- **Actions to take**
[A] In the ERISA pension opinion, on what date did Sims first tell the APWABA that he was invoking his right to a pension?
[B] Pick up the ERISA pension opinion after its final sentence and keep writing it.

- **Excerpt to read**
☆ ☆ ☆ ☆ ☆
Case No. 12-cv-91-PB
Opinion No. 2012 DNH 202
American Postal Workers
Accident Benefit Assoc., et al.
MEMORANDUM AND ORDER
This is an ERISA case in which William Sims, a former
employee of the American Postal Workers Accident Benefit
Association (“APWABA”), is challenging the amount of the pension
that he was awarded pursuant to the American Postal Workers
Accident Benefit Association Pension Plan (“Plan”).
In his
current motion, Sims seeks an order remanding the case for an
appeal hearing before the Plan’s Administrator.
The Plan
opposes the motion by contending that Sims lost his right to an
appeal hearing by refusing to attend a hearing on the appeal
that the Administrator had scheduled for May 11, 2011.
I.
BACKGROUND
Sims first informed the APWABA on November 29, 2010, that
he was invoking his right to receive a pension beginning on
March 1, 2011.
Although both sides agreed that Sims was
entitled to a pension, they disagreed on the amount.
After
several months passed without the issue being resolved, Sims
wrote a letter of complaint to the Secretaries of the United
States Treasury Department and the United States Department of
Labor.
☆ ☆ ☆ ☆ ☆
- **Provided data**
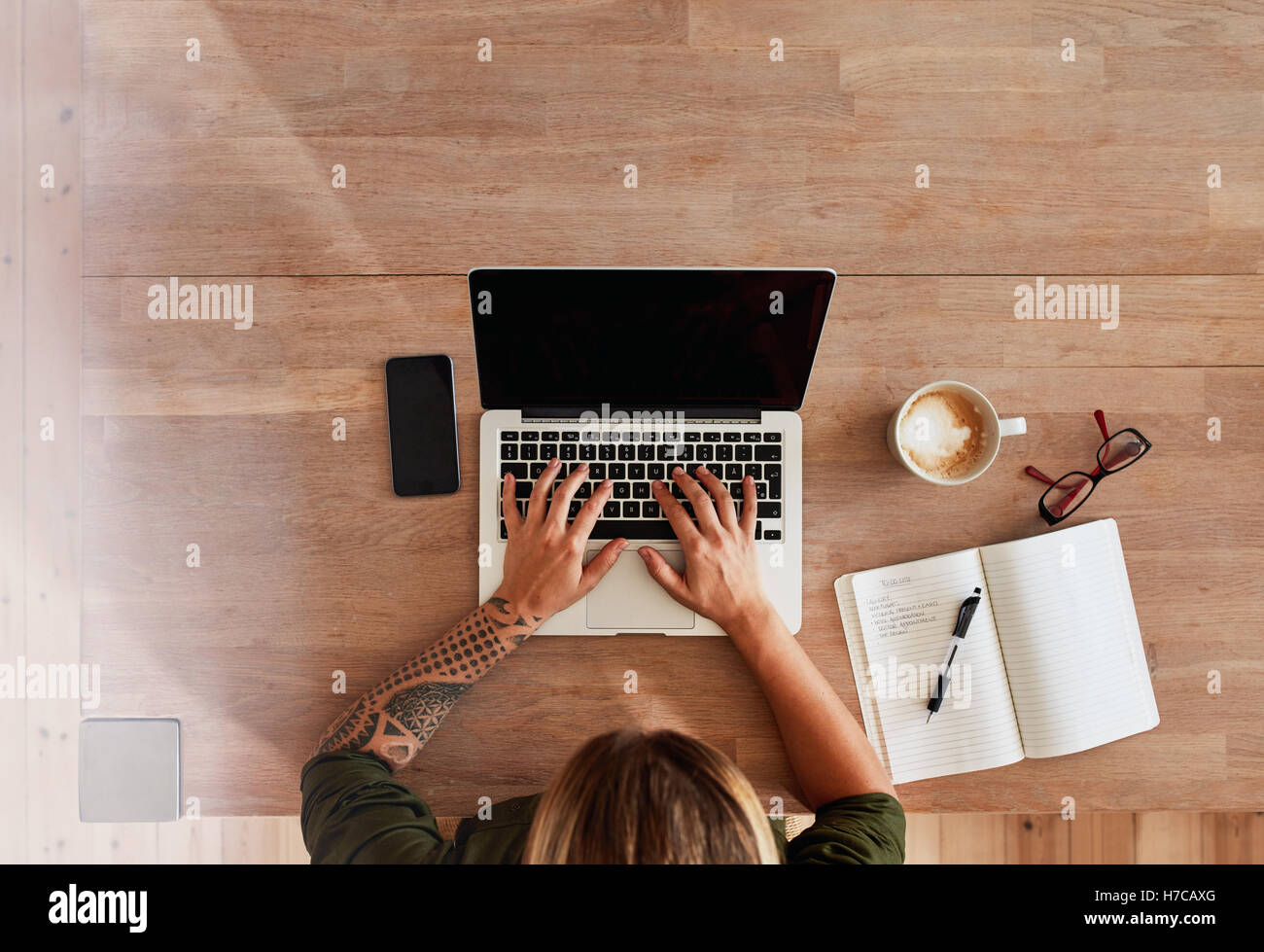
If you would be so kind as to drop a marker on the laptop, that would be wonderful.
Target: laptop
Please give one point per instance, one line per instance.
(635, 370)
☆ ☆ ☆ ☆ ☆
- **Results of the exercise**
[A] November 29, 2010.

[B]
In the letter, a copy of which was sent to the APWABA by
e-mail on March 8, 2011, Sims asked that the Plan hold a hearing
on his pension request.
On March 10, 2011, Thomas Tierney, an
actuary working as a consultant for Sims, followed up with a
letter to the APWABA explaining Sims’s argument in support of
his pension request.
Sims renewed his request for a hearing in
a March 16, 2011, e-mail to the Plan’s actuary, Lloyd Katz.
On March 28, 2011, Michael Feinberg, an attorney retained
by the Plan, wrote to Tierney and explained that the Plan had
decided to treat Tierney’s March 10, 2011, letter and Sims’s
March 16, 2011, e-mail as requests for “further consideration”
with respect to the Plan’s computation of Sims’s pension.
The
letter also instructed Sims to file a formal pension application
and explained that once his application was properly filed, he
would begin receiving pension payments retroactive to March 1,
2011, calculated at the rate determined by the Plan’s actuary.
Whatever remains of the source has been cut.